## Vorliegender Text
———

In Stresssituationen fehlerfrei arbeiten zu können, gehört zu den Anforderungen an jeden Chirurgen. „Der Patient geht mit Vertrauen in die OP“, sagt Kinderneurochirurg Hannes Haberl. Aber: „Die Leistungsfähigkeit von Chirurgen ist mitnichten kontrolliert. Sie neigen dazu, im OP das Berufsethos des Helden zu tradieren. Das hat eine gefährliche Seite“, bemängelt er.

Der 63-Jährige spricht aus Erfahrung. Zehn Jahre lang leitete er die von ihm gegründete Abteilung für Kinderneurochirurgie an der Berliner Charité. Auch am Universitätsklinikum Ulm baute er die Pädiatrische Neurochirurgie auf. Heute hat er den ersten deutschen Lehrstuhl für Kinderneurochirurgie an der Uniklinik Bonn inne.

Haberl: Chirurgen werden unzureichend ausgebildet

Trotzdem, sagt er, gleiche seine Aussage einem Tabubruch. Die „chirurgische Leitkultur“ gebe vor, dass Operateure unbegrenzt belastbar seien und nie Fehler machten. Dabei hänge viel davon ab, wie die Ausbildung verlaufe. „Ob die gut oder schlecht war, ist ein bisschen Glückssache.“ Denn: Ein systematisches Training gebe es nicht. Chirurgen lernten von Chirurgen, aber ein Chirurg sei kein Ausbilder. „Gut zu operieren und gut zu trainieren, sind zwei völlig verschiedene Fähigkeiten“, meint der Professor.

———

## Vorliegende Datensätze
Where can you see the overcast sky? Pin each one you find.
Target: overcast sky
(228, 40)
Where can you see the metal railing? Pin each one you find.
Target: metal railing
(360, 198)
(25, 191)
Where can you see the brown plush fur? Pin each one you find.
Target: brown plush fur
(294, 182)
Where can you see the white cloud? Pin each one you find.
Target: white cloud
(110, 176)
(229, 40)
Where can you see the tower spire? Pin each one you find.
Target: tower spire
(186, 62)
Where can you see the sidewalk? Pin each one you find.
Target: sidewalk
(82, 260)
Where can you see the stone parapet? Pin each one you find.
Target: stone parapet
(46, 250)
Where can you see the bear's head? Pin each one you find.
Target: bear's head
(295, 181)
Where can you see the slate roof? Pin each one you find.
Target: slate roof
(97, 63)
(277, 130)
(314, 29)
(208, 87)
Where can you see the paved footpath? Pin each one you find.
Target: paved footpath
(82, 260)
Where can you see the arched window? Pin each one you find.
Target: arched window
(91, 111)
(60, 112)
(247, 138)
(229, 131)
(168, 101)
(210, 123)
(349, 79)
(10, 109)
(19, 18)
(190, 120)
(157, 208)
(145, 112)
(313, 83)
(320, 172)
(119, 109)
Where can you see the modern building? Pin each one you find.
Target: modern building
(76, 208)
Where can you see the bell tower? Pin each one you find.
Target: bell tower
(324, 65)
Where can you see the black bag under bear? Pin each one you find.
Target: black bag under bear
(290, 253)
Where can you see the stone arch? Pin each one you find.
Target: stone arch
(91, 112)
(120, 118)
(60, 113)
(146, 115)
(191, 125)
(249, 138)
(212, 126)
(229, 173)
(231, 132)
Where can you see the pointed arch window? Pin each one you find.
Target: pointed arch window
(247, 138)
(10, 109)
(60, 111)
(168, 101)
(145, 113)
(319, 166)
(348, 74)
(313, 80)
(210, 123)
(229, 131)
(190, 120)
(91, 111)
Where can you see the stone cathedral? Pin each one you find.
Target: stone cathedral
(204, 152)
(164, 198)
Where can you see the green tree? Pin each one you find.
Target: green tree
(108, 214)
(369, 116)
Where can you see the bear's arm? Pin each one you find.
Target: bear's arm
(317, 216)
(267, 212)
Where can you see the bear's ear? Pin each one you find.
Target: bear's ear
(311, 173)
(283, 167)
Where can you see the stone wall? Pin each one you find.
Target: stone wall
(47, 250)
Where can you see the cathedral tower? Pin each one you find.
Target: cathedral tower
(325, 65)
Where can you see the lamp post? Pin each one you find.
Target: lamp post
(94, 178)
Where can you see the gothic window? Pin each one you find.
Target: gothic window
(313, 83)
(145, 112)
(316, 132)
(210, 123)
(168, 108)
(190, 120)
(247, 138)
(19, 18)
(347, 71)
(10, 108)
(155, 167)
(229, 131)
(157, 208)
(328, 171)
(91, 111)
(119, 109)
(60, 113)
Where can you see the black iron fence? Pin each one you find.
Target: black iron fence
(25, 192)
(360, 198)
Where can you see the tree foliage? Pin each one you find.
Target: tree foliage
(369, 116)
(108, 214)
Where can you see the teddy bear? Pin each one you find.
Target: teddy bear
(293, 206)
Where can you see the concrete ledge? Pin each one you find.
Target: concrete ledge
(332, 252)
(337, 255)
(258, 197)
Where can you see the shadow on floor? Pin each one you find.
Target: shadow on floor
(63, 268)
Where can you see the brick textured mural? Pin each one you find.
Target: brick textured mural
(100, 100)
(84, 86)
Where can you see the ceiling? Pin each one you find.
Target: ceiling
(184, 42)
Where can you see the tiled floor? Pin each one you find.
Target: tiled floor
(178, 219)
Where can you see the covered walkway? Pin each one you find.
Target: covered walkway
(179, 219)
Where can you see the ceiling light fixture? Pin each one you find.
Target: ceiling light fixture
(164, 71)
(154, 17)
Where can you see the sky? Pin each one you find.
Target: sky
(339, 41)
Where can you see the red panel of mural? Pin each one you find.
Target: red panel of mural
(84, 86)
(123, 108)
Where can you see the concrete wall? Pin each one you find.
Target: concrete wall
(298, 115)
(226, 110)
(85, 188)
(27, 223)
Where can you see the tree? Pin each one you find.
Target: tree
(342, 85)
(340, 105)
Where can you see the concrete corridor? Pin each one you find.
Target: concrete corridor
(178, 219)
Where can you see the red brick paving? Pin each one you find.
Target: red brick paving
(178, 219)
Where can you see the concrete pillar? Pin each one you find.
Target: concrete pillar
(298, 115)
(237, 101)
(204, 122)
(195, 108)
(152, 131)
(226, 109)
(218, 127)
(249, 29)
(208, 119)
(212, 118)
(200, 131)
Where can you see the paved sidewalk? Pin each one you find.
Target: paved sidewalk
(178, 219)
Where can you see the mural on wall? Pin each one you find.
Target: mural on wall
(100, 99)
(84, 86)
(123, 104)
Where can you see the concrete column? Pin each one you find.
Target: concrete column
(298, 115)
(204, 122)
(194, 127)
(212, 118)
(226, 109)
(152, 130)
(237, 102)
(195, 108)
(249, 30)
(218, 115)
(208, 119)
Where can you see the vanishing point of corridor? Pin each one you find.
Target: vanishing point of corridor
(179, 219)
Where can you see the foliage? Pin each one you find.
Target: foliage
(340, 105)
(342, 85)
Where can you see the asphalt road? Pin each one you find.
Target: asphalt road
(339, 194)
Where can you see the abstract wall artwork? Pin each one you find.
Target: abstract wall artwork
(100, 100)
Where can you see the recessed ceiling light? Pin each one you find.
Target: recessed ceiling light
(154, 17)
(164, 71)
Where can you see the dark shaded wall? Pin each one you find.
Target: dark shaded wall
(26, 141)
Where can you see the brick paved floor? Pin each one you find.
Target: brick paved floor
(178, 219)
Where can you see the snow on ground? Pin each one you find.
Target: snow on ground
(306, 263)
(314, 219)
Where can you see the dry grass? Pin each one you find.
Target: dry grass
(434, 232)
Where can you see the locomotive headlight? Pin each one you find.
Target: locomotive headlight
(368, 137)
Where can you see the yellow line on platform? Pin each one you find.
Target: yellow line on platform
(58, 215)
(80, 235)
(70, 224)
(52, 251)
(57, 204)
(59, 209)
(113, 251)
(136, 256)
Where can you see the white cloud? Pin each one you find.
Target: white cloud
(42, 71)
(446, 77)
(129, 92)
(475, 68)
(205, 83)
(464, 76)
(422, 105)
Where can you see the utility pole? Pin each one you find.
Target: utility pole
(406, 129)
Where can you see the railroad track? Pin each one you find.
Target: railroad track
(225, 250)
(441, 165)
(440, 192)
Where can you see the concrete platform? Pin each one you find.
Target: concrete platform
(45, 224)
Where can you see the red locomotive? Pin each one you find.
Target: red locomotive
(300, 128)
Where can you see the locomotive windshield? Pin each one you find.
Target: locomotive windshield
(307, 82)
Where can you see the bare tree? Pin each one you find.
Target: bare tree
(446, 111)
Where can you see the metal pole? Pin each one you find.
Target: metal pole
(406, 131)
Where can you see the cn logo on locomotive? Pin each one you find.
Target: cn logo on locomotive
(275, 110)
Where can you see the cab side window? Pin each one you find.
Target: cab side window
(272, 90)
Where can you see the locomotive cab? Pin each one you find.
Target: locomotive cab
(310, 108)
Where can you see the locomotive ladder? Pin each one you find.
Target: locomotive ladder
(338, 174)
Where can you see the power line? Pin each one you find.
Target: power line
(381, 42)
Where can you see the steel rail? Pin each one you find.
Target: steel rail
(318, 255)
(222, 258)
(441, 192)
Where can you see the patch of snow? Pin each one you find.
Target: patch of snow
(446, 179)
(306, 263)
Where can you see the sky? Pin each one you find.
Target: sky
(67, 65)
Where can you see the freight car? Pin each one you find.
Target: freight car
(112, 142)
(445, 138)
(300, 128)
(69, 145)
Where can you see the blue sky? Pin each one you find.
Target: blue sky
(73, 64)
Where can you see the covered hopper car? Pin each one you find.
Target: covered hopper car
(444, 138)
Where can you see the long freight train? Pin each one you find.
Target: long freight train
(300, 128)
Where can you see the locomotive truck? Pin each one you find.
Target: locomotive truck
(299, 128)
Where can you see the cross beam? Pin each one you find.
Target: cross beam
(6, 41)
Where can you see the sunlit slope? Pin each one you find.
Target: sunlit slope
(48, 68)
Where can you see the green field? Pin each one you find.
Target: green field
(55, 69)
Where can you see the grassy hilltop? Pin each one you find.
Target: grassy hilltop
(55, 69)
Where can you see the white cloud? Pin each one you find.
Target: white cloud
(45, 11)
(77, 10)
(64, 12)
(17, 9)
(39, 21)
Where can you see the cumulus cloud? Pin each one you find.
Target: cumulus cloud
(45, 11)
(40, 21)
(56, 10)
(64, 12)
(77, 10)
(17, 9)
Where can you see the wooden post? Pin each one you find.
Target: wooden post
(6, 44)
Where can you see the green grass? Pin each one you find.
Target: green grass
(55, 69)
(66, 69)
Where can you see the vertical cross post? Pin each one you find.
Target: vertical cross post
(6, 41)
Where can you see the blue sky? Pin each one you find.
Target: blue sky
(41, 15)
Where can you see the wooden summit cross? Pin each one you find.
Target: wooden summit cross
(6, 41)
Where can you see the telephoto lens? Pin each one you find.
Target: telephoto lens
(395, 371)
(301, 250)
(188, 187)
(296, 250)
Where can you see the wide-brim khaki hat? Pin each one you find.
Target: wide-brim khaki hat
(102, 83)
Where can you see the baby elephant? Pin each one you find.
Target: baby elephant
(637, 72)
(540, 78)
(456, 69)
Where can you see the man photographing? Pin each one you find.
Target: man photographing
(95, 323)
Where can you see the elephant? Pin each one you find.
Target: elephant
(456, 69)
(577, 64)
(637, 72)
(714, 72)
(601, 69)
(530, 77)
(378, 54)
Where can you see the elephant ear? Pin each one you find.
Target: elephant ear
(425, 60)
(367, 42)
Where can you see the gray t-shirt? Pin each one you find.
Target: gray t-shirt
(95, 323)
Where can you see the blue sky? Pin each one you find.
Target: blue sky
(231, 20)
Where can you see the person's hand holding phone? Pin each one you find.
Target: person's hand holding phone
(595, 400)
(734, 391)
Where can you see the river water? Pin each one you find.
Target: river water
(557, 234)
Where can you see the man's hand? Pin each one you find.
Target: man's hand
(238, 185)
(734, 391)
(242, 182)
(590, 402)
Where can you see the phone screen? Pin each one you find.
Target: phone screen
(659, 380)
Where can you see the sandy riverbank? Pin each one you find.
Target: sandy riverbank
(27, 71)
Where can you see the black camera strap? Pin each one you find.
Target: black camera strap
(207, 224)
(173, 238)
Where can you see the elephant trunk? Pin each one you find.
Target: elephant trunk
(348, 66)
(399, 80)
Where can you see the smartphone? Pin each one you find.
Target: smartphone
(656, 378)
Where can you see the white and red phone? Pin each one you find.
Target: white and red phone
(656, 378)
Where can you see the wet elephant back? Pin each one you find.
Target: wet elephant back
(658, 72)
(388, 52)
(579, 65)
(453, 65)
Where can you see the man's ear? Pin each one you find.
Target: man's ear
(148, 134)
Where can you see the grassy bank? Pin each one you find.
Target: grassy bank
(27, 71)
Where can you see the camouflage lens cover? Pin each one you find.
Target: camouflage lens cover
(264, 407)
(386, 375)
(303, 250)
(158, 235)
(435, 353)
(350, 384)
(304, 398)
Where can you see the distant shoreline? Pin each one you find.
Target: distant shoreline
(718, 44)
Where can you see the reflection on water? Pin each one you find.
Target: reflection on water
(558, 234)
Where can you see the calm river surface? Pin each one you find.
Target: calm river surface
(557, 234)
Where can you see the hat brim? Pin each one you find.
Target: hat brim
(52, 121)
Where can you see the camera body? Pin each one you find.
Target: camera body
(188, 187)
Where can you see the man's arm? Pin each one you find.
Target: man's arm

———

## Zu bearbeitende Aufgaben
**A)** Fasse den Text in zwei Sätzen zusammen.
**B)** Kopiere aus dem Text unverändert den Abschnitt von „Der 63-Jährige spricht“ bis „Uniklinik Bonn inne.“.

## Lösungen
**A)** Kinderneurochirurg Hannes Haberl, der heute den ersten deutschen Lehrstuhl für Kinderneurochirurgie an der Uniklinik Bonn innehat, bemängelt, dass die Leistungsfähigkeit von Chirurgen nicht kontrolliert werde und sie im OP ein Berufsethos des Helden pflegten, das eine gefährliche Seite habe. Da es kein systematisches Training gebe, sei eine gute Ausbildung Glückssache, zumal Chirurgen von Chirurgen lernten, gut zu operieren und gut zu trainieren aber zwei völlig verschiedene Fähigkeiten seien.

**B)**
Der 63-Jährige spricht aus Erfahrung. Zehn Jahre lang leitete er die von ihm gegründete Abteilung für Kinderneurochirurgie an der Berliner Charité. Auch am Universitätsklinikum Ulm baute er die Pädiatrische Neurochirurgie auf. Heute hat er den ersten deutschen Lehrstuhl für Kinderneurochirurgie an der Uniklinik Bonn inne.